▸ EXTRACT:
+ + + + + + +
In the 2003 op-ed mentioned above, Friedman provided a graph of inflation in the United States from 1950 to 2003, similar to figure 1. Prior to the mid-1980s, inflation fluctuated like the “temperature in room without a thermostat in a location with very variable climate.” Afterward, “it is like the temperature in the same room but with a reasonably good though not perfect thermostat, and one that is set to a gradually declining temperature.”

Invoking the equation of exchange, Friedman went on to compare a good central bank to a thermostat. Just like a thermostat keeps the temperature of a room stable, the Fed “must adjust the quantity of money in order to offset changes in velocity and output” to keep prices stable.
+ + + + + + +
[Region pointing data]

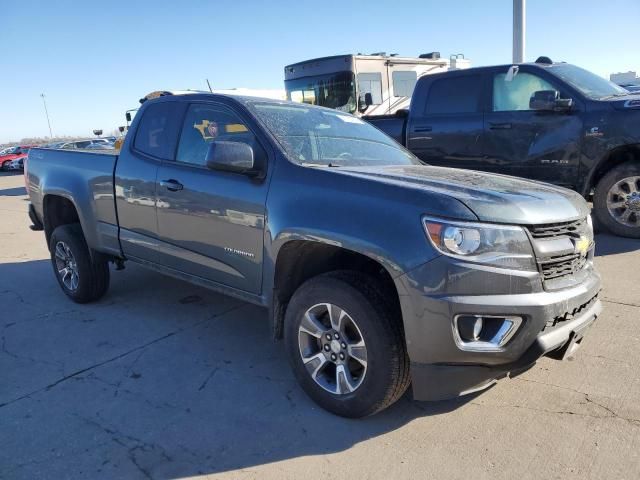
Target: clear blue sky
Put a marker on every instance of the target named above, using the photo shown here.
(93, 60)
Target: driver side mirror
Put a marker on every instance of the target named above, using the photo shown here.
(232, 157)
(365, 100)
(549, 101)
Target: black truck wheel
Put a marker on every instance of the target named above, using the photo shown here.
(345, 344)
(81, 277)
(617, 200)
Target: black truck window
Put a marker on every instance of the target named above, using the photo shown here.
(454, 95)
(158, 130)
(513, 95)
(204, 124)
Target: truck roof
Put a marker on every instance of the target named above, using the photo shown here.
(203, 93)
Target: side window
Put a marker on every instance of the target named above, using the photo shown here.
(205, 123)
(454, 95)
(513, 95)
(371, 83)
(403, 83)
(158, 130)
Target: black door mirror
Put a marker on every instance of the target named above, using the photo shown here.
(231, 157)
(368, 99)
(549, 101)
(362, 103)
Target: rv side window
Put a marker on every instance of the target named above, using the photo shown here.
(403, 83)
(454, 95)
(371, 83)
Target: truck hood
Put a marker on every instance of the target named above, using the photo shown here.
(491, 197)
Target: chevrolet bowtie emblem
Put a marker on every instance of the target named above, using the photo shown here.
(582, 245)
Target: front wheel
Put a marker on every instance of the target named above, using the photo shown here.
(345, 344)
(83, 278)
(617, 200)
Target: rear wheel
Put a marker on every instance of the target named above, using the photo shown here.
(345, 344)
(81, 277)
(617, 200)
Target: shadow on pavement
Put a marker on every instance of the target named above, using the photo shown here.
(13, 192)
(159, 379)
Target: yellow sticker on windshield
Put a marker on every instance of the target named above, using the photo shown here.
(235, 128)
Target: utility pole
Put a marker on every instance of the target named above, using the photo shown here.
(47, 114)
(519, 30)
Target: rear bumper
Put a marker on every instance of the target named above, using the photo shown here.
(553, 323)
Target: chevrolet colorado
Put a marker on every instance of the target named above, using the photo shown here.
(553, 122)
(377, 270)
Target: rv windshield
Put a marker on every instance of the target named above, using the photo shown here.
(336, 90)
(321, 137)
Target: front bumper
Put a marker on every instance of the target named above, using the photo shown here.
(554, 323)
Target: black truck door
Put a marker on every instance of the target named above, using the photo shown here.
(446, 121)
(539, 145)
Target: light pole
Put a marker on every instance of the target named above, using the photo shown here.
(519, 30)
(47, 114)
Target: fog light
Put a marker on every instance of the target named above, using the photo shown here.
(484, 332)
(470, 327)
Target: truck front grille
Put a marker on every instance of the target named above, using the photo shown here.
(571, 229)
(561, 263)
(560, 266)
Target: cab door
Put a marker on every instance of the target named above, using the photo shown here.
(211, 223)
(446, 121)
(527, 143)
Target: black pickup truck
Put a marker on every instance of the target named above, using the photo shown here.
(552, 122)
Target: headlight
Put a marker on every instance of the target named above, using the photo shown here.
(498, 245)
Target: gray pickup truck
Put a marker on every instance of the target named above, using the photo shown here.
(377, 270)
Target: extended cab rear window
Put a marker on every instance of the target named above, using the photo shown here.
(157, 133)
(454, 95)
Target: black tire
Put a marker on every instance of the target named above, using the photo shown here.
(92, 273)
(387, 373)
(604, 192)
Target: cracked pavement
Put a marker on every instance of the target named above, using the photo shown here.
(164, 380)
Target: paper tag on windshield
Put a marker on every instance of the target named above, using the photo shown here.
(344, 118)
(513, 71)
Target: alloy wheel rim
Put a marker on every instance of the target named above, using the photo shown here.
(67, 266)
(332, 349)
(623, 201)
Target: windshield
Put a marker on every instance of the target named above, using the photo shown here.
(589, 84)
(320, 137)
(336, 90)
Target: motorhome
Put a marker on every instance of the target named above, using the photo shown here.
(375, 84)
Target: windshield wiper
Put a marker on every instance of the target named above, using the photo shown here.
(309, 164)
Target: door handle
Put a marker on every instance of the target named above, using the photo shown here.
(499, 126)
(171, 184)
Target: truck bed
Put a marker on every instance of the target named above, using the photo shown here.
(81, 176)
(392, 125)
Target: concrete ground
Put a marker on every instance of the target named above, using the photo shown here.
(161, 379)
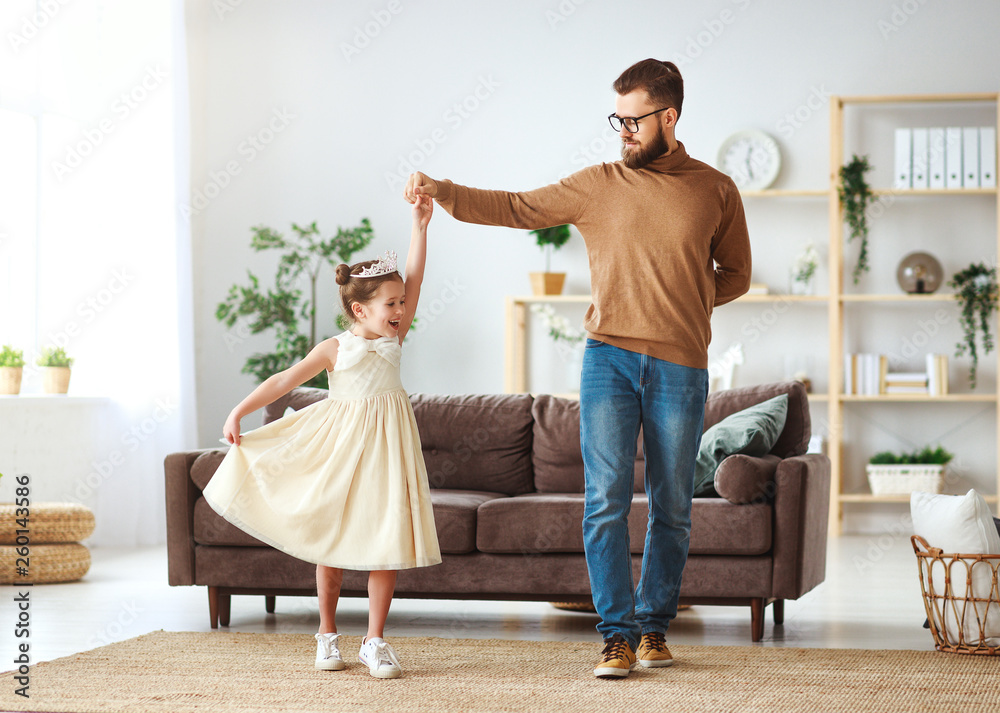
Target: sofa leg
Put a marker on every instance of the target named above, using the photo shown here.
(757, 619)
(213, 607)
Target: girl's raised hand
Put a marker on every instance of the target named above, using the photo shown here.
(232, 429)
(423, 208)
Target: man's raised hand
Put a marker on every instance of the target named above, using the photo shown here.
(419, 185)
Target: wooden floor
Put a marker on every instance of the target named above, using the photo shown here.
(870, 600)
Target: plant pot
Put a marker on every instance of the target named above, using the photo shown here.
(10, 379)
(55, 379)
(547, 283)
(905, 479)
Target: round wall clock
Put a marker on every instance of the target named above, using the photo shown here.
(751, 158)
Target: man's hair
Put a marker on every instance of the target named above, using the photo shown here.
(661, 81)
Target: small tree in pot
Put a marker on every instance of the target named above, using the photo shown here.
(549, 239)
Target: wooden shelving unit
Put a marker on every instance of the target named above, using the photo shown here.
(838, 300)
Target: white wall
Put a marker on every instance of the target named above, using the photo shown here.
(366, 87)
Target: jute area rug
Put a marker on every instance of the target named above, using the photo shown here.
(221, 671)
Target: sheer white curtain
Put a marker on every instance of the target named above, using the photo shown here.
(103, 86)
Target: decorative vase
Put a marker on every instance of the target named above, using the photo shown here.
(919, 273)
(55, 379)
(800, 287)
(10, 380)
(547, 283)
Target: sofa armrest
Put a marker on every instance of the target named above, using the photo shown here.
(297, 398)
(801, 524)
(742, 479)
(180, 495)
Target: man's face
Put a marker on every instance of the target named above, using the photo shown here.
(642, 146)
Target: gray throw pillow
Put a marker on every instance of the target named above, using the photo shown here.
(752, 431)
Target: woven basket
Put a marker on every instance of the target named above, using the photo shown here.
(48, 523)
(46, 563)
(905, 479)
(961, 619)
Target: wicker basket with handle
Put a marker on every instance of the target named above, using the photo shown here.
(961, 598)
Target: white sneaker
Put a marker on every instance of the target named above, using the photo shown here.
(327, 654)
(380, 659)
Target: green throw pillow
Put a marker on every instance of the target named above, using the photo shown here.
(752, 431)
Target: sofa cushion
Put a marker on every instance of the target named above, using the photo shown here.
(210, 528)
(556, 454)
(205, 465)
(455, 518)
(752, 431)
(794, 439)
(546, 522)
(718, 527)
(746, 479)
(476, 442)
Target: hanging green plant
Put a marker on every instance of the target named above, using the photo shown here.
(976, 289)
(855, 195)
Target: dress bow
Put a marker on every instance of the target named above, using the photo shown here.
(353, 349)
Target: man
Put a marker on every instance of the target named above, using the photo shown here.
(667, 242)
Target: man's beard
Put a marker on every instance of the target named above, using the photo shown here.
(637, 158)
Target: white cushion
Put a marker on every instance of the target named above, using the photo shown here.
(960, 524)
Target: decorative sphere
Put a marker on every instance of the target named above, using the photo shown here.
(919, 273)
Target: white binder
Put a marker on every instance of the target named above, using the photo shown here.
(970, 157)
(935, 139)
(904, 158)
(920, 158)
(953, 157)
(987, 157)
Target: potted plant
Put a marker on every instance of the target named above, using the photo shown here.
(55, 370)
(902, 473)
(976, 291)
(804, 270)
(11, 370)
(855, 196)
(280, 308)
(549, 239)
(568, 341)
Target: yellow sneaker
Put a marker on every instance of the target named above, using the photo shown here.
(617, 658)
(653, 651)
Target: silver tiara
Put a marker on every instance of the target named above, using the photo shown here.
(385, 265)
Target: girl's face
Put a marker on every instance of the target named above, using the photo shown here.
(380, 317)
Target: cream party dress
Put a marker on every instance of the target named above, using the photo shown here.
(341, 482)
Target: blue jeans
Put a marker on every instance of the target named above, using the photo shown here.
(619, 391)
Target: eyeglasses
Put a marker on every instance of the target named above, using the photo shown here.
(631, 123)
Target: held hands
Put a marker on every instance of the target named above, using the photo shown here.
(423, 208)
(232, 429)
(419, 185)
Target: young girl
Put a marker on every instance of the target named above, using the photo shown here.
(342, 482)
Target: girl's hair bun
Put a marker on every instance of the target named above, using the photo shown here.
(343, 274)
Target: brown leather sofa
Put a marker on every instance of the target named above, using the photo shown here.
(506, 476)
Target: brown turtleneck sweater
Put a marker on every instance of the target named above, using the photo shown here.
(667, 243)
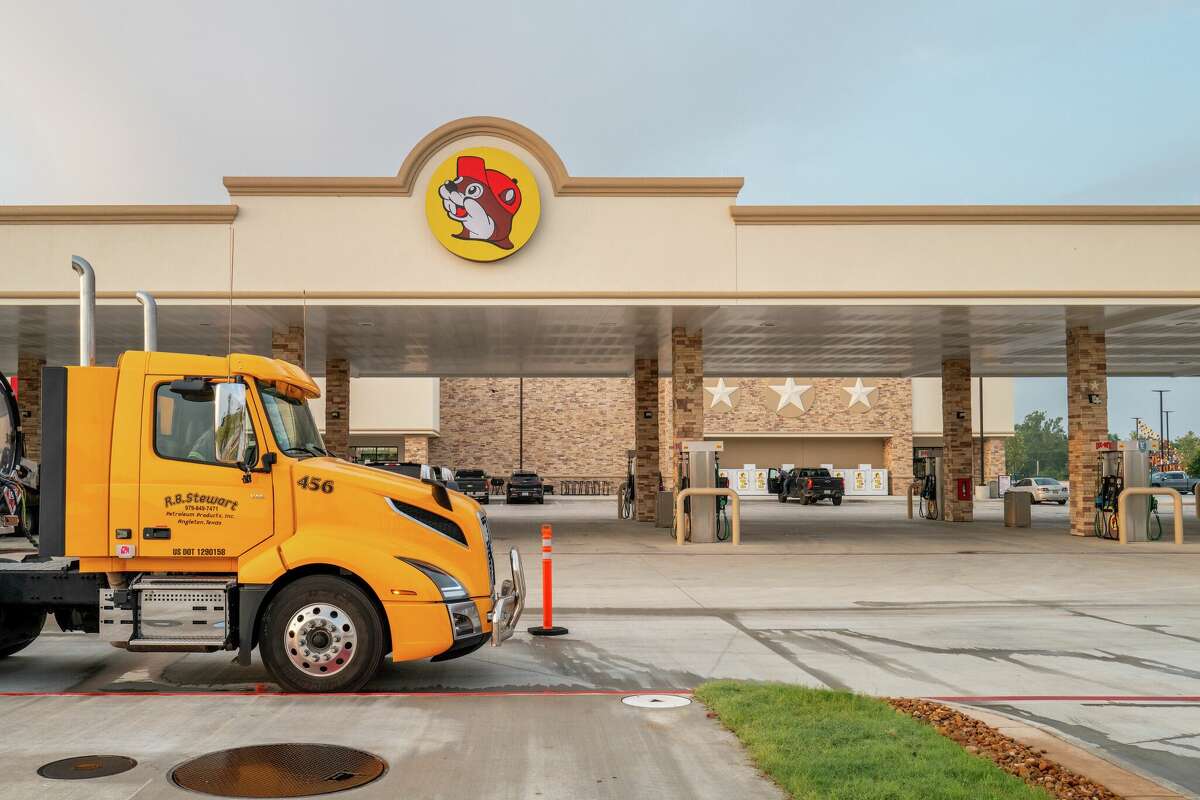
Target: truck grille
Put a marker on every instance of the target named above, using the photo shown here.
(487, 543)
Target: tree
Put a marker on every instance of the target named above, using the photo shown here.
(1038, 447)
(1188, 446)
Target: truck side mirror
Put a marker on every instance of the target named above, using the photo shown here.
(231, 422)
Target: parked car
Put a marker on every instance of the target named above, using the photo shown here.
(1044, 489)
(473, 482)
(1179, 481)
(810, 485)
(525, 485)
(445, 475)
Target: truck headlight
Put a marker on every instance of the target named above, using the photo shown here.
(450, 588)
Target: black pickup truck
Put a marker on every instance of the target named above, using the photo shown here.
(810, 485)
(473, 482)
(525, 485)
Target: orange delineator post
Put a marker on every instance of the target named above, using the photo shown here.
(547, 626)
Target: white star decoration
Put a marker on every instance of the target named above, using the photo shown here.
(791, 394)
(859, 394)
(721, 394)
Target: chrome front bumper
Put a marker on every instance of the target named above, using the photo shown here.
(509, 602)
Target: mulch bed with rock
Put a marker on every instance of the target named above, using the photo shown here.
(1026, 763)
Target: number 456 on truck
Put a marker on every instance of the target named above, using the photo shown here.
(186, 503)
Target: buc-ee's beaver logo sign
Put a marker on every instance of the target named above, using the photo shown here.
(483, 204)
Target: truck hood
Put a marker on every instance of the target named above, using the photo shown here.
(363, 501)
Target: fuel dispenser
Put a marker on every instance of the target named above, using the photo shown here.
(1121, 465)
(699, 469)
(933, 491)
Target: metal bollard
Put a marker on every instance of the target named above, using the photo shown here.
(547, 626)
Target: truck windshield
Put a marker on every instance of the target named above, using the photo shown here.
(292, 422)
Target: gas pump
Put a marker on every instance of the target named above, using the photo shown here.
(1120, 465)
(933, 492)
(697, 470)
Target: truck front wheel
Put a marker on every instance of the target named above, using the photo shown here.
(19, 625)
(321, 635)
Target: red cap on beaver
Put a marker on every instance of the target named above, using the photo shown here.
(473, 167)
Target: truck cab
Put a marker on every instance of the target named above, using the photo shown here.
(187, 503)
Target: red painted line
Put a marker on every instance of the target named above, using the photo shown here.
(1069, 698)
(599, 692)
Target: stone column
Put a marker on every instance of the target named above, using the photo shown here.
(994, 464)
(687, 390)
(29, 400)
(958, 443)
(1087, 422)
(417, 449)
(287, 344)
(337, 407)
(646, 437)
(898, 461)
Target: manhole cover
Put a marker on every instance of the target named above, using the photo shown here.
(655, 701)
(279, 771)
(84, 767)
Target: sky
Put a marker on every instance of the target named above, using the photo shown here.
(809, 101)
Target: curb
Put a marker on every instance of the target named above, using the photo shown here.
(1116, 779)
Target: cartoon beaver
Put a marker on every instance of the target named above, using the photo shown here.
(484, 200)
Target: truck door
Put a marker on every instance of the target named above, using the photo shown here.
(191, 505)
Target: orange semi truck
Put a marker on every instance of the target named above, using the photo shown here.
(186, 503)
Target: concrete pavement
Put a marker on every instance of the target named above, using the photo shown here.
(852, 597)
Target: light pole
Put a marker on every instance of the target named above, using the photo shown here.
(1168, 434)
(1162, 437)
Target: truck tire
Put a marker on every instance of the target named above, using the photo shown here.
(321, 633)
(19, 625)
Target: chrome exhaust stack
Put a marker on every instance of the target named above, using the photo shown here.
(149, 322)
(87, 311)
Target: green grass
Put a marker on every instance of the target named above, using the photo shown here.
(822, 745)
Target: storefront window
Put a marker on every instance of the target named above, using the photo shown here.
(373, 452)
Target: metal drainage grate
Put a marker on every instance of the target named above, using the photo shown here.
(655, 701)
(279, 771)
(84, 767)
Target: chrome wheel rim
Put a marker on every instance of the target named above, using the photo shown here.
(321, 639)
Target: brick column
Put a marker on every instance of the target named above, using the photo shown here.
(958, 443)
(417, 449)
(687, 390)
(646, 437)
(29, 400)
(287, 344)
(898, 461)
(1087, 373)
(337, 407)
(994, 464)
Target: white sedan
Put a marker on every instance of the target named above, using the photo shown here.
(1044, 489)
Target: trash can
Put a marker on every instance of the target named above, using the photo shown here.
(664, 510)
(1018, 509)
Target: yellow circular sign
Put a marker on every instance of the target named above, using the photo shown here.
(483, 204)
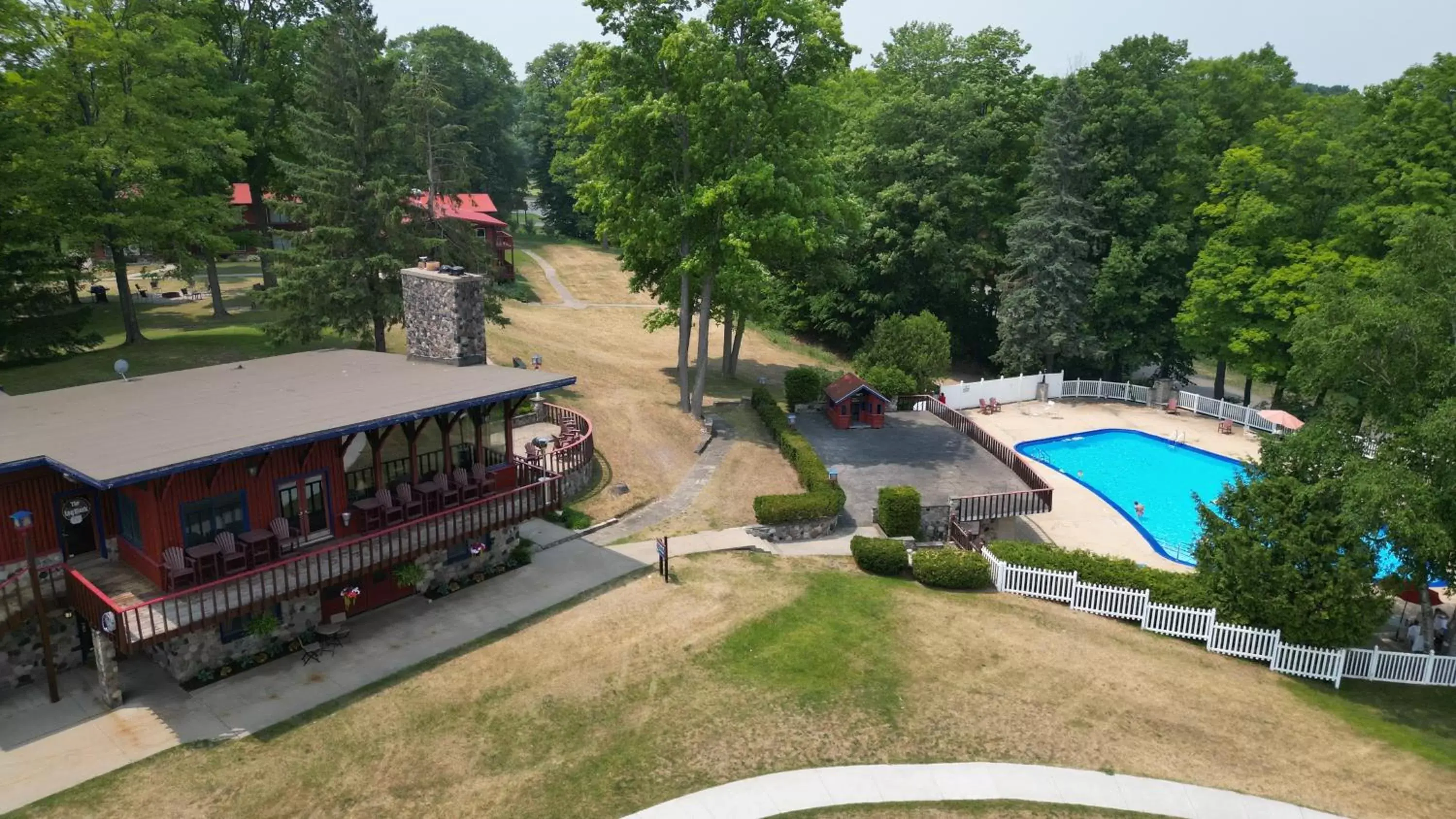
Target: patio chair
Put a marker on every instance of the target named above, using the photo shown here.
(414, 507)
(233, 557)
(389, 512)
(469, 489)
(178, 568)
(287, 536)
(449, 493)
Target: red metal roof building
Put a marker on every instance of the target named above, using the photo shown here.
(851, 402)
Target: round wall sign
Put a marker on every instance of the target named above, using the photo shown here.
(75, 509)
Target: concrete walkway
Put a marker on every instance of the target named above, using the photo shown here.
(567, 299)
(47, 748)
(967, 782)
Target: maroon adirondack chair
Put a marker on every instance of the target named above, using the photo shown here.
(177, 568)
(389, 512)
(233, 557)
(414, 507)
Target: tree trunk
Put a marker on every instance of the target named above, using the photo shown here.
(685, 334)
(379, 332)
(737, 341)
(727, 361)
(129, 309)
(705, 306)
(216, 287)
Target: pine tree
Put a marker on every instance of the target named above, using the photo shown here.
(350, 187)
(1046, 290)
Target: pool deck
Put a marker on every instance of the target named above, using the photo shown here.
(1079, 518)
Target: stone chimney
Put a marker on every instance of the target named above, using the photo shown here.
(445, 315)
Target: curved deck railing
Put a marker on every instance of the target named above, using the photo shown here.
(576, 454)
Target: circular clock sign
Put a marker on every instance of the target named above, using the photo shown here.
(75, 509)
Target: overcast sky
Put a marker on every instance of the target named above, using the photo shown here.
(1353, 43)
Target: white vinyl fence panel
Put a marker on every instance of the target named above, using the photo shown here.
(1244, 642)
(1180, 622)
(1304, 661)
(1039, 582)
(1110, 601)
(1005, 391)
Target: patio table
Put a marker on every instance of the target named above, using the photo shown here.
(206, 555)
(429, 495)
(261, 544)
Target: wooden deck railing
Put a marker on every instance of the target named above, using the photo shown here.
(146, 623)
(576, 454)
(1034, 499)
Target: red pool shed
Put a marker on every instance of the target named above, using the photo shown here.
(851, 402)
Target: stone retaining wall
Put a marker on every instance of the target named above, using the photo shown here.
(22, 661)
(190, 654)
(795, 531)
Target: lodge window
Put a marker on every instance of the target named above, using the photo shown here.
(203, 520)
(127, 520)
(236, 627)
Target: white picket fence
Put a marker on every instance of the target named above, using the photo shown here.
(1193, 402)
(1005, 391)
(1263, 645)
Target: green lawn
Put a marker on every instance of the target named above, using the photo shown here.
(1420, 719)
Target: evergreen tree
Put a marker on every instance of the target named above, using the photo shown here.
(1044, 295)
(353, 193)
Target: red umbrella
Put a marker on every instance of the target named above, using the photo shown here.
(1413, 594)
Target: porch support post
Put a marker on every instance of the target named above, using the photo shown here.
(107, 670)
(413, 435)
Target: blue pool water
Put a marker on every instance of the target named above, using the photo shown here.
(1126, 467)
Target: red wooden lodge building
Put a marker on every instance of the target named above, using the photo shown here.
(172, 508)
(851, 402)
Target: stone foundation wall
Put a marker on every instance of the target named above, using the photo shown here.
(439, 572)
(22, 661)
(190, 654)
(795, 531)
+ + + + + + +
▸ TASKS TO CARRY OUT:
**A)** List every passage that the Friedman extract quotes directly.
**B)** Carry the Friedman extract forward from its last sentence.

▸ TASK-BY-TASK ANSWERS:
**A)**
1. "temperature in room without a thermostat in a location with very variable climate."
2. "it is like the temperature in the same room but with a reasonably good though not perfect thermostat, and one that is set to a gradually declining temperature."
3. "must adjust the quantity of money in order to offset changes in velocity and output"

**B)**
In this example, the central bank adjusts M to keep P stable. But what about targeting PY or nominal income target? Although Friedman never publicly endorsed nominal income targeting, there are a few reasons why Friedman might support the idea today. First, as Michael Woodford has observed, a nominal GDP target is a velocity-adjusted money supply target and can thus be thought of as a modern k-percent rule.11 Unstable velocity had made the original k-percent unworkable, so it is not a stretch to imagine Friedman supporting a money growth rule aimed at overcoming this challenge.

Second, nominal GDP is a simpler variable to target than inflation. Using the equation of exchange, targeting P requires adjusting M in response to changes both in V and Y. Changes in Y are supply shocks. Although Friedman acknowledged relative central bank success in this regard, this requires a great deal of knowledge about the entire real economy.

Targeting PY only requires adjusting M in response to changes in V. The Fed’s “thermostat” would respond to only one variable rather than two. Like an inflation-targeting central bank, a nominal GDP–targeting central bank faces a difficult task in forecasting macroeconomic variables, but unlike an inflation-targeting central bank, a nominal GDP–targeting bank does not respond to supply shocks (changes in Y). Rather, it allows P to fluctuate in response to changes in Y.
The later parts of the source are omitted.